Records contained in a dataset:

══════

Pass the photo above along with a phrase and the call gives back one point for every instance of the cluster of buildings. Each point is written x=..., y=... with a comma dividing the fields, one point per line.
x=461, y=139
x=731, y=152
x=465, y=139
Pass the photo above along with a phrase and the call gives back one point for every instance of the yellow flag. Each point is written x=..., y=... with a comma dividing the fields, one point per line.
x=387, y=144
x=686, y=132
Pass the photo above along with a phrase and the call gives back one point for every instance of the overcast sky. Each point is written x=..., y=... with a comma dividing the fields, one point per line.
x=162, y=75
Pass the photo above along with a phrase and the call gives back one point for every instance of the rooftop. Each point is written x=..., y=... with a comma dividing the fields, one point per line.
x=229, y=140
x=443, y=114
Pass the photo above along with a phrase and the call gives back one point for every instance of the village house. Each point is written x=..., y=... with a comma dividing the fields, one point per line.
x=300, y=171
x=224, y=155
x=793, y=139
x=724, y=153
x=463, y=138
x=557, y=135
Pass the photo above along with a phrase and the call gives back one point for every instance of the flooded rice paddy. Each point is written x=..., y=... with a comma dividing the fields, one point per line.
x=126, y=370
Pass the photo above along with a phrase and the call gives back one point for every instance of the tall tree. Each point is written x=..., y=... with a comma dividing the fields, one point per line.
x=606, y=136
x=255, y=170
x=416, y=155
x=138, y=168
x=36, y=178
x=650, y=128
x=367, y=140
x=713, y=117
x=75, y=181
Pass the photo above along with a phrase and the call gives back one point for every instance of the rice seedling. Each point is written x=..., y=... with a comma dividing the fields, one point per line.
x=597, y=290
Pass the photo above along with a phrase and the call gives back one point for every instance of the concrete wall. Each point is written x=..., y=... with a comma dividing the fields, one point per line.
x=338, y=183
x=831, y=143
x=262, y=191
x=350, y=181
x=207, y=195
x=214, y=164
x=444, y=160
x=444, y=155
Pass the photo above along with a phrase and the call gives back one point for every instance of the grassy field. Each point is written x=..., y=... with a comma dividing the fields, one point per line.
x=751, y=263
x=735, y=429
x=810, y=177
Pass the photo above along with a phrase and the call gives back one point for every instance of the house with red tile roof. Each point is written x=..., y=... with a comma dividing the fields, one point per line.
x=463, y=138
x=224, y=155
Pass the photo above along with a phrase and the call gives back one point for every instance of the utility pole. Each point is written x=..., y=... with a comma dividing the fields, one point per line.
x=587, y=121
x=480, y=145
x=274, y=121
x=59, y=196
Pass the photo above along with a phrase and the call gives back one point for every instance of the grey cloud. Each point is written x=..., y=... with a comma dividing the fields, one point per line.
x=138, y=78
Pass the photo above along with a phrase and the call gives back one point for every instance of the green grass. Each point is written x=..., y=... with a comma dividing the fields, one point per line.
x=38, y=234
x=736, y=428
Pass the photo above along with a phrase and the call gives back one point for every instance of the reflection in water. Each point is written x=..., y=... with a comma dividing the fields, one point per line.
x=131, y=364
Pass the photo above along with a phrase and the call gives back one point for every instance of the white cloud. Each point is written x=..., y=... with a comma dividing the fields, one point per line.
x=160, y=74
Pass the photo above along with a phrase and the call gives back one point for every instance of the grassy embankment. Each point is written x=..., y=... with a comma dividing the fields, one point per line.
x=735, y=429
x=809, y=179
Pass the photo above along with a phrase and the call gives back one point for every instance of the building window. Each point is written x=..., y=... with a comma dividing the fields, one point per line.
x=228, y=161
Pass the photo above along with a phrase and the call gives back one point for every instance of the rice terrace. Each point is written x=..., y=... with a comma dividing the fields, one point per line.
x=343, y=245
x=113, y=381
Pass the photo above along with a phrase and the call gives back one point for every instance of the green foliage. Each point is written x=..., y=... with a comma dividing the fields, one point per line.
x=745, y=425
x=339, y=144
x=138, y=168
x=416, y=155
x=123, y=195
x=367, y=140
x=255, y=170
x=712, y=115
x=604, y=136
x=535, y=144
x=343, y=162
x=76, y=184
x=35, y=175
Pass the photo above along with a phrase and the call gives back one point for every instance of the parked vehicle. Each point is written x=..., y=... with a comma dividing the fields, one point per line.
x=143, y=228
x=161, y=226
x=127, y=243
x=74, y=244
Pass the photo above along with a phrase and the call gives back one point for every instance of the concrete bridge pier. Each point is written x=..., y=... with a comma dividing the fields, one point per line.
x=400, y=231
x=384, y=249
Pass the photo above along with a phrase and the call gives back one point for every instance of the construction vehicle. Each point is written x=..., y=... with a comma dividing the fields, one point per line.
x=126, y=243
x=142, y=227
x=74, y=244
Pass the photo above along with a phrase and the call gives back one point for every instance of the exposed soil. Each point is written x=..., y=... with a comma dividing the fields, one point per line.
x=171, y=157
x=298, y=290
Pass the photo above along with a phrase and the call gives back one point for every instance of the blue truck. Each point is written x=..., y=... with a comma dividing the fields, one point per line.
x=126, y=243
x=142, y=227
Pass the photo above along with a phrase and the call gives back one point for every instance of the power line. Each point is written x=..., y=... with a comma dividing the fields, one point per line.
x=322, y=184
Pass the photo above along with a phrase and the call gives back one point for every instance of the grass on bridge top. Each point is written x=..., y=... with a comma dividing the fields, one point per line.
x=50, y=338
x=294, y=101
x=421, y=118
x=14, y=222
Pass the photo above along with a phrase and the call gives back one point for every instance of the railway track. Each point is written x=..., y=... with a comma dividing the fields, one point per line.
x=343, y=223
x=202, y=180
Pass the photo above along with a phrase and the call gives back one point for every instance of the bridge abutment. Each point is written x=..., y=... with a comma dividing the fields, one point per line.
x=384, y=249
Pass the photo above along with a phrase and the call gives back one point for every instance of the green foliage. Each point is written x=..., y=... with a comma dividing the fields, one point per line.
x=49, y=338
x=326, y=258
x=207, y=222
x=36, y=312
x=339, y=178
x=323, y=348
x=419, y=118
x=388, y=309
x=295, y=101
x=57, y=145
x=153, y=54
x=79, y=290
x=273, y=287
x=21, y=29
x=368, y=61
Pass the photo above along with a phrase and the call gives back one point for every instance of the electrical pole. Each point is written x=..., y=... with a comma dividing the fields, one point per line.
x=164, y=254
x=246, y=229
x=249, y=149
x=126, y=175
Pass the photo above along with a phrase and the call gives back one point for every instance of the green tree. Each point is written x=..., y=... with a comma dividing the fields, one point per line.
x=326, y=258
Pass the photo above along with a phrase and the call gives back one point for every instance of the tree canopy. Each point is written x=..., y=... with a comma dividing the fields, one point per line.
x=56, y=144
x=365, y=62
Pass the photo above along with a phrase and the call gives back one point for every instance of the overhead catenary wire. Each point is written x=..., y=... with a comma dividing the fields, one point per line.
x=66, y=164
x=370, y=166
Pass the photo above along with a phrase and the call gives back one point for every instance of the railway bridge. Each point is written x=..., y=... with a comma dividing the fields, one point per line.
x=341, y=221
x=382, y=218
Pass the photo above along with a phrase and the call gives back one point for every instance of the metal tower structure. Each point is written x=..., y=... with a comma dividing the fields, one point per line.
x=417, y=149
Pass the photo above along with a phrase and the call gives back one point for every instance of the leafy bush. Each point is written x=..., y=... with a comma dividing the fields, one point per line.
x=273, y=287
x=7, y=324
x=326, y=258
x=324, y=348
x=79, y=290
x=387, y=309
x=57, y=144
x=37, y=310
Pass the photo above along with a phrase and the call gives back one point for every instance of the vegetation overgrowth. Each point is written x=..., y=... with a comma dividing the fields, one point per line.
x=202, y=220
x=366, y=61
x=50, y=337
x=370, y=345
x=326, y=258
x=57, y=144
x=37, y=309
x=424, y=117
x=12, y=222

══════

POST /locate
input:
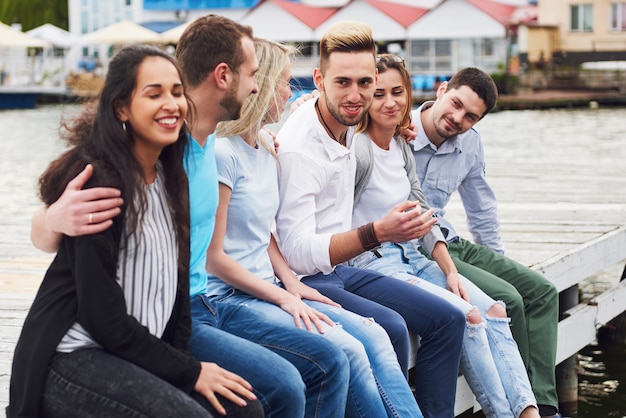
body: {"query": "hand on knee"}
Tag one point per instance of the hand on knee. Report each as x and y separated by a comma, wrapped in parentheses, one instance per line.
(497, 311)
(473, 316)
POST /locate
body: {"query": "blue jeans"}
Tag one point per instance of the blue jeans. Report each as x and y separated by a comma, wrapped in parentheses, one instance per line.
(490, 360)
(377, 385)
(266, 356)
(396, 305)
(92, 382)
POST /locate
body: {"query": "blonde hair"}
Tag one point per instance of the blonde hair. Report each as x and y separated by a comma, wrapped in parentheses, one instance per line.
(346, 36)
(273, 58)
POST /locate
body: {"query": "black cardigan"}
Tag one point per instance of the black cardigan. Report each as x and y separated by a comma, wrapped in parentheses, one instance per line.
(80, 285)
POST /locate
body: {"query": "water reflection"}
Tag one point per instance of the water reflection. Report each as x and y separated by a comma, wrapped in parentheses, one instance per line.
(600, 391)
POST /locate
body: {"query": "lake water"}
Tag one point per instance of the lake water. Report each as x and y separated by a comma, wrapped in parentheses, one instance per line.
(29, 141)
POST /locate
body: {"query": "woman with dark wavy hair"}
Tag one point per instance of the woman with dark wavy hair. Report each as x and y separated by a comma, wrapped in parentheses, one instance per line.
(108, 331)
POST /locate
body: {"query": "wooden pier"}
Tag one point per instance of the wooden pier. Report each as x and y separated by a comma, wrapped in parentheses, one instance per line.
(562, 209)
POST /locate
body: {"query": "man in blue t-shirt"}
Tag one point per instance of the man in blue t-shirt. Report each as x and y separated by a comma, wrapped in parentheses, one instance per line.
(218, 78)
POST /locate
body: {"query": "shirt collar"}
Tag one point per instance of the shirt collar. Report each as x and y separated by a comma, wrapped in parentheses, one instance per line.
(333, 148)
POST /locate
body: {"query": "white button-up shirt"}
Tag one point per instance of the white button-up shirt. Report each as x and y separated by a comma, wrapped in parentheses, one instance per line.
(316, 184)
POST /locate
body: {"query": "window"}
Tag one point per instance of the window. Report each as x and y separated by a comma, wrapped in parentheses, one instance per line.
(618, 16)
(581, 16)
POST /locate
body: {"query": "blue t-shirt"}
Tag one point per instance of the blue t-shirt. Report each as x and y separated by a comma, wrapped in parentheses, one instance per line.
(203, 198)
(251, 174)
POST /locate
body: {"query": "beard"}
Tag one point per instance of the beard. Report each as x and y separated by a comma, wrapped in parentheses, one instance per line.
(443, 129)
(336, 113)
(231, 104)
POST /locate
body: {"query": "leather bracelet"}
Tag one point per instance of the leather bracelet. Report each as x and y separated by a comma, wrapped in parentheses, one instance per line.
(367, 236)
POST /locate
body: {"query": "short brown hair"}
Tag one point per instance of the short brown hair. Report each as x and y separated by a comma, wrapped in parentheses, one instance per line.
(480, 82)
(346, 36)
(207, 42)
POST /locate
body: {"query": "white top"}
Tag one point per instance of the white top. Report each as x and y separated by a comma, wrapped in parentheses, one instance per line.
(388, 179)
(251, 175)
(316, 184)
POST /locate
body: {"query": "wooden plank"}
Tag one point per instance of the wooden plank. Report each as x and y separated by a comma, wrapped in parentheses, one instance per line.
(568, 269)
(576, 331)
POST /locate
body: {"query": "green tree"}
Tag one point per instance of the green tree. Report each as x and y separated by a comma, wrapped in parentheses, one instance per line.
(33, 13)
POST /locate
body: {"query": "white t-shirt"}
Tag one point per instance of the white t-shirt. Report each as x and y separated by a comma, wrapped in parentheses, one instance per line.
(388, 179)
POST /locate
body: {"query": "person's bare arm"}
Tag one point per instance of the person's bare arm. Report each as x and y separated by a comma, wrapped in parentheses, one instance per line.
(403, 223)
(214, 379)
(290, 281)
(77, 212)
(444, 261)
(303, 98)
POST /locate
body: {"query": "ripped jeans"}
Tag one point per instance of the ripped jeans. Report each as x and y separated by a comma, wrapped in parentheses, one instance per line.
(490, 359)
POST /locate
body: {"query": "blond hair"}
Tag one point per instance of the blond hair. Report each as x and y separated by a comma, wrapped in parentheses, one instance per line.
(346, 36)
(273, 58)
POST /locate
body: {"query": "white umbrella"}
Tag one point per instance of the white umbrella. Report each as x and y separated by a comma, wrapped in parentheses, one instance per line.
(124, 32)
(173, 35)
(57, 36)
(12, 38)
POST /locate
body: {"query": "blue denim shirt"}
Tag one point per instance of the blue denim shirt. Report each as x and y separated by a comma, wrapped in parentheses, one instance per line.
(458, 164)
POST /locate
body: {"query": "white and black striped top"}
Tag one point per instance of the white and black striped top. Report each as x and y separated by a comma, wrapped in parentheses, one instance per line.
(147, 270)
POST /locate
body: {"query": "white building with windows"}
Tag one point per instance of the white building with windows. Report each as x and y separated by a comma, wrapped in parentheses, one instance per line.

══════

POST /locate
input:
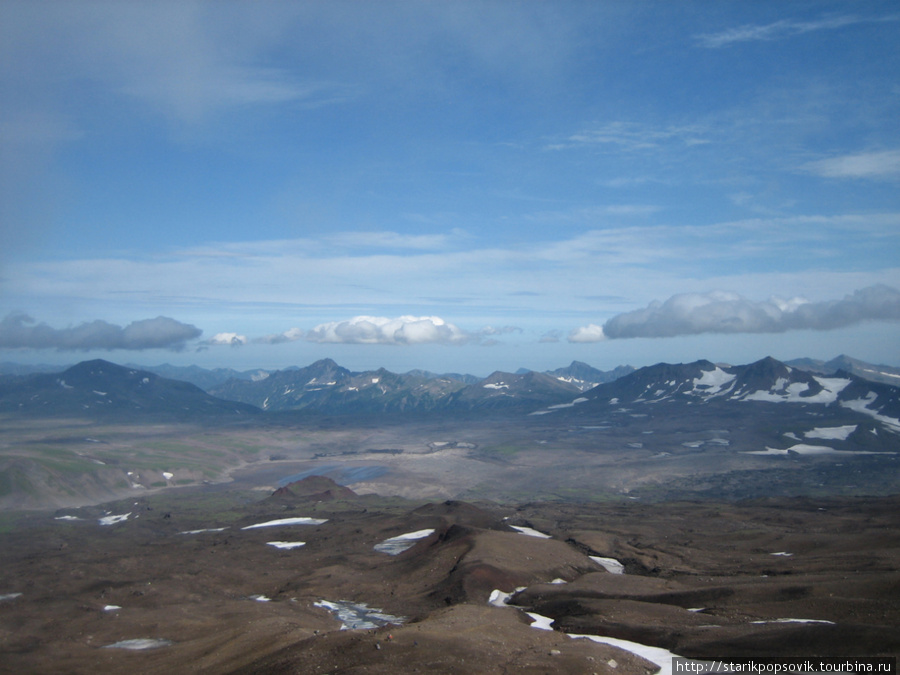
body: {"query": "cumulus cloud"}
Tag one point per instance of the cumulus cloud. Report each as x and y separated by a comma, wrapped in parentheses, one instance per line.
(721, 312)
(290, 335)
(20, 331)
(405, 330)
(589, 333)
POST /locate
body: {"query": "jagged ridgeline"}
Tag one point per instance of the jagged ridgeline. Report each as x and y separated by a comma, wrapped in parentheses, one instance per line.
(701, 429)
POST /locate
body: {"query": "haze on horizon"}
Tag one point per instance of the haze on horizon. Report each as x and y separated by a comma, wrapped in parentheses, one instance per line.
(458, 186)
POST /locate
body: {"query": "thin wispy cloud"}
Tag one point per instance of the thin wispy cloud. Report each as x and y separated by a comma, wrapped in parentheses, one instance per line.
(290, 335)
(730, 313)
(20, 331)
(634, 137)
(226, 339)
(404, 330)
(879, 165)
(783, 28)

══════

* _PROMPT_:
Gather each line in the data that holds the string "windows".

* _EXPECTED OUTPUT_:
body: {"query": "white building with windows"}
Tag one point per instance of the white building with windows. Report each as x and y separated by a comma, wrapped in parentheses, one instance per line.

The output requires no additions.